TASK BRIEF:
Could you return, without any change, the lines starting at the one that contains "fence railing in" and ending at the last line below, with both of those lines included?

* BEGIN DATASET RECORDS *

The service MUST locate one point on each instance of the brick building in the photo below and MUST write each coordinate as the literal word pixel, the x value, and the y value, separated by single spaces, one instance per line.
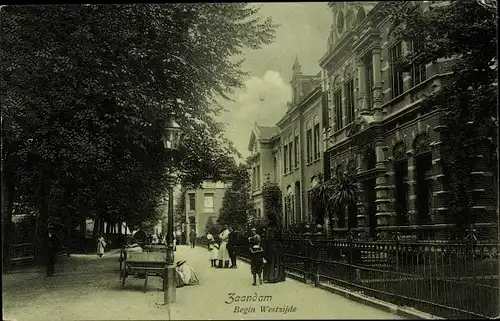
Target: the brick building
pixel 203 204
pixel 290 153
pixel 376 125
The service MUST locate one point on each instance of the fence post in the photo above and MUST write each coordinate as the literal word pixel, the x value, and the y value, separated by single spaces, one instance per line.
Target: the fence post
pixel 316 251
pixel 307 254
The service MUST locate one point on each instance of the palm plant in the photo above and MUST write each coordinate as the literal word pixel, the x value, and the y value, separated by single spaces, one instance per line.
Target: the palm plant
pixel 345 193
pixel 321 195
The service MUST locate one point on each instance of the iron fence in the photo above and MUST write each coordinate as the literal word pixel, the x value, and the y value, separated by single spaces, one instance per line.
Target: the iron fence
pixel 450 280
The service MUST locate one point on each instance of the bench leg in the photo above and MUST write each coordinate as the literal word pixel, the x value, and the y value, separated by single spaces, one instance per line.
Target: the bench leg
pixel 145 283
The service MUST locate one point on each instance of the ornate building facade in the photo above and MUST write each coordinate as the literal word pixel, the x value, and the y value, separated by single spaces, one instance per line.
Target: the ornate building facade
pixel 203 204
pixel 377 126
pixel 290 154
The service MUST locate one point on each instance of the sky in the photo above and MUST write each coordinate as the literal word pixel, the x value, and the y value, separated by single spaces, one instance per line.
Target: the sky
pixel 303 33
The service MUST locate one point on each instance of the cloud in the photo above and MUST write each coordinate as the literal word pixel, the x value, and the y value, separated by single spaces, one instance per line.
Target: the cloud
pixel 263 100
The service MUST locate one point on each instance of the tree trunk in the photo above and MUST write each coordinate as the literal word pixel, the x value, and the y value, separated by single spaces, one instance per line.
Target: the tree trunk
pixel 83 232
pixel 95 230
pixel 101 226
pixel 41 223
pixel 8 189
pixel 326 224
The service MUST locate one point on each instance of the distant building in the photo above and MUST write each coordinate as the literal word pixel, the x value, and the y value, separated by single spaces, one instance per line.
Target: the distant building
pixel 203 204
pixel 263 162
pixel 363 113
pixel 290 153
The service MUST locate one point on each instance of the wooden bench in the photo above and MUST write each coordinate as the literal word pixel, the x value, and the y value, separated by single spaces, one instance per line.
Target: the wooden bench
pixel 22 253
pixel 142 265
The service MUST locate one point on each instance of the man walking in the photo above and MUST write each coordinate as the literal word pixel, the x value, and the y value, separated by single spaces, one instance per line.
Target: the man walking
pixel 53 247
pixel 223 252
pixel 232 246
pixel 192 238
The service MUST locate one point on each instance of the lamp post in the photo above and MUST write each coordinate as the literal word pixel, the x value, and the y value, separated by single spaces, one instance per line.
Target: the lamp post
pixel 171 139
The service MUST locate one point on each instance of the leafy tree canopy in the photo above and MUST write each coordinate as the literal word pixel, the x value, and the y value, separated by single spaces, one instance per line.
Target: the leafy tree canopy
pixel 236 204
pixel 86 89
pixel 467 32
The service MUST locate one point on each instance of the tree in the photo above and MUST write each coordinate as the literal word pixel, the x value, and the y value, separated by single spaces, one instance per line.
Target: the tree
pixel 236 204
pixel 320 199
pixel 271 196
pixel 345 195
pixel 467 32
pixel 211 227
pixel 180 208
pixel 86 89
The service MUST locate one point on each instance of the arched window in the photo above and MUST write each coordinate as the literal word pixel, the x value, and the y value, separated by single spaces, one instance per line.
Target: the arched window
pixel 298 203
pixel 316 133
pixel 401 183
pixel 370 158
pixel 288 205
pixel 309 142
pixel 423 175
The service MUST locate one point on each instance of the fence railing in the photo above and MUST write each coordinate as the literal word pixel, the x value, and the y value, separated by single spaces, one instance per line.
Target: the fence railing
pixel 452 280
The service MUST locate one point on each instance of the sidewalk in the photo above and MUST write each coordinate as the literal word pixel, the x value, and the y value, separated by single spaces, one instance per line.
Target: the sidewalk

* END DATASET RECORDS *

ANSWER TO THIS TASK:
The service MUST locate one point on each instance of the fence railing in the photo above and MUST write each coordinate as the literal word pixel, the x value, and the y value, separated by single spaces, one instance per line.
Target: the fence railing
pixel 452 280
The service MUST locate one point on each instance of the sidewalk in the photo above and MUST write each coordinate as the literal word pixel, the x value, and the y value, separated by single spaces, one instance per line.
Target: the sidewalk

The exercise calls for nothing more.